[WRITTEN TASK A]:
In the interview with Toby Clements below, how many domain submissions does his newsletter typically receive each week?
[WRITTEN TASK B]:
Carry on the interview with Toby Clements below, beginning after its final sentence.

[SOURCE PASSAGE]:
Toby Clements is best known for his Daily Domain Newsletter. You may remember him from back in the Latonas.com days. Having been involved in high-ticket sales for his entire career, Toby has “sales know-how” running through his veins. Like many domain success stories, Toby says that stumbling across domaining was just dumb-luck. But it took skill and effort to turn that dumb-luck in to success. Toby set aside some time to answer a few questions for me.
Mike: Years ago, you managed a similar domain name list for Latonas.com. What circumstances led to you continuing to grow the newsletter outside of Latonas.com?
Toby: At that time, the CEO decided to close down the newsletter, but I didn’t want it to happen. When I decided to part company and go out on my own, I purchased the database, fully knowing that I wanted to get back into brokering domains with the newsletter as the main vehicle. We now have a full blown end user department as well, therefore we can hit the aftermarket as well as business owners when brokering names.
Also, the truth is I love the newsletter and all of my subscribers. Every day is filled with cutting deals and doing what I love which is Sales! What could be better than that?
Mike: What steps have you taken to grow the list over the years? Have you found some methods work better than others?
Toby: You know, it’s tough to grow the list and keep the quality there. I could easily buy emails or do what a lot of people do and just add people, but I only want people in there that have a true interest in domains.
For example, the bulk of the database was built when we were holding auctions around the world, from trade shows and other domain events. From a business side, we captured Fortune 100 and 500 companies from our outbound marketing efforts as well.
Over the years, with sales and acquisitions pushing the upper eight figures, we have met or corresponded with countless investors, speculators, end users, etc…. We always had the goal of getting them to sign up and did a great job of keeping that focus.
I’ve tried other things, like asking for all of my subscribers to get one person to sign up, but ultimately, it takes time and hard work to get real results. It’s like watching the grass grow sometimes, but again, it’s all about the quality.
Mike: How effective is the list in selling names? Are most of the names submitted by individuals or other brokerage firms?
Toby: It’s really hit or miss. I don’t know from one day to the next what will sell and what will not. In today’s market, you have to have rock solid domains at very attractive prices. People are still coming to terms that we aren’t in the 2007/2008 market, but I have seen most people understanding just that.
As for the second question, it’s both. Clearly most of our submissions are from individuals and businesses, but I am a huge fan of co-brokering domains. If you have something and can’t move it, why not give it a shot on another platform? It just makes good business sense to split a commission, rather than have no sale at all. As I’ve said a million times, 50% of something is better than 100% of nothing.
Mike: What are some of the best names you’ve come across while running the newsletter? Did they sell via the newsletter?
Toby: Well, that’s a tough question to answer. I see more names that most people out there. We get 5,000+ submissions a week in most cases, therefore I have premium domains around me at all times. Pure Geo’s, Short Domains, Revenue Deals, etc… And yes, a lot of them sell in my newsletter 😉
Mike: Not all too long ago, you picked up Toby.com. What’s been the impact of owning a 4 letter dot com that happens to be your name? Can you tell us about the acquisition?

[SOURCE MATERIAL]:
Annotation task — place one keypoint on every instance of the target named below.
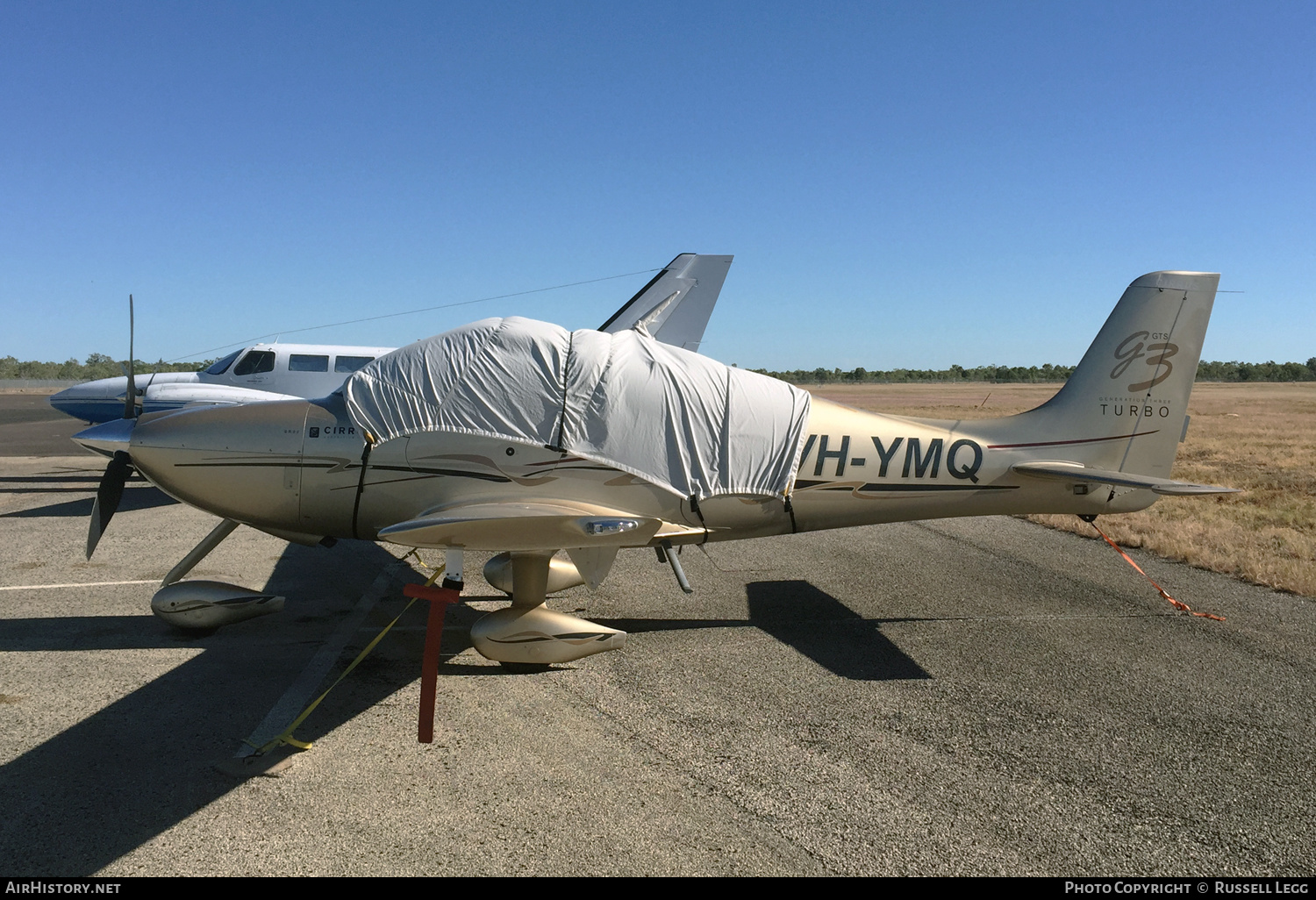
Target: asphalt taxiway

[TASK ANSWER A]:
More than 5,000 submissions a week in most cases.

[TASK ANSWER B]:
Toby: Without question, it’s my favorite acquisition of all time. It took me (and my brother, David) over five years of negotiating with the other “Toby” that owned it since registering it. Basically, we got a first right of refusal on a hand shake and I followed up with him on a regular basis over the years. One day, he emailed me out of the blue and said his health was failing, therefore he needed to move it. I purchased it for the amount we discussed back in 2007 when the market was much higher, but given it’s my name and I am a domain broker, I just couldn’t resist it. I won’t disclose the price, but let’s just say I could have a real nice car in my driveway for what I did pay.
Now, I love it when people ask for my email address. It’s Toby@Toby.com, of course 😉
Mike: What advice do you have for domainers looking to sell their names or to acquire more domains?
Toby: Well, my take has always been that you make your money on the acquisition side. You will rarely see me celebrate when I sell a name, but when I buy one right, I get all kinds of giddy.
For people buying, I would suggest to invest in a few good or decent names rather than a lot of junk. I see people with portfolios that just make no sense whatsoever. You’re better off with one premium domain rather than 100 sub par names. I’m a fan of .com, .net, .org, .ca, etc…. Be cautious if you stray away from these and if you do, make sure you are getting a good deal.
For people selling, just don’t be greedy. If you think you’re going to retire off of a name you bought for $5,000, chances are you’re wrong. If you’re reasonable with your asking price, you can make profit on a regular basis, reinvest and do it again.
Mike: As a last word, what’s your opinion on the new TLDs? What impact will it have on domaining?
Toby: Tough question and I am still on the fence. Overall, there has been a lot of hype and money splashed around with this, therefore I think there will be a few successes, but more failures than anything.
One of my concerns is the public at large can hardly comprehend what we do now and they hate change too. It’s going to take years and years for anything to gel from this. In the interim, my plan is to continue selling my core product being the .com.
As a broker, I will happily take on the extra inventory from those who are successful with the new gTLD as well, therefore I wish everyone the best that is planning a launch.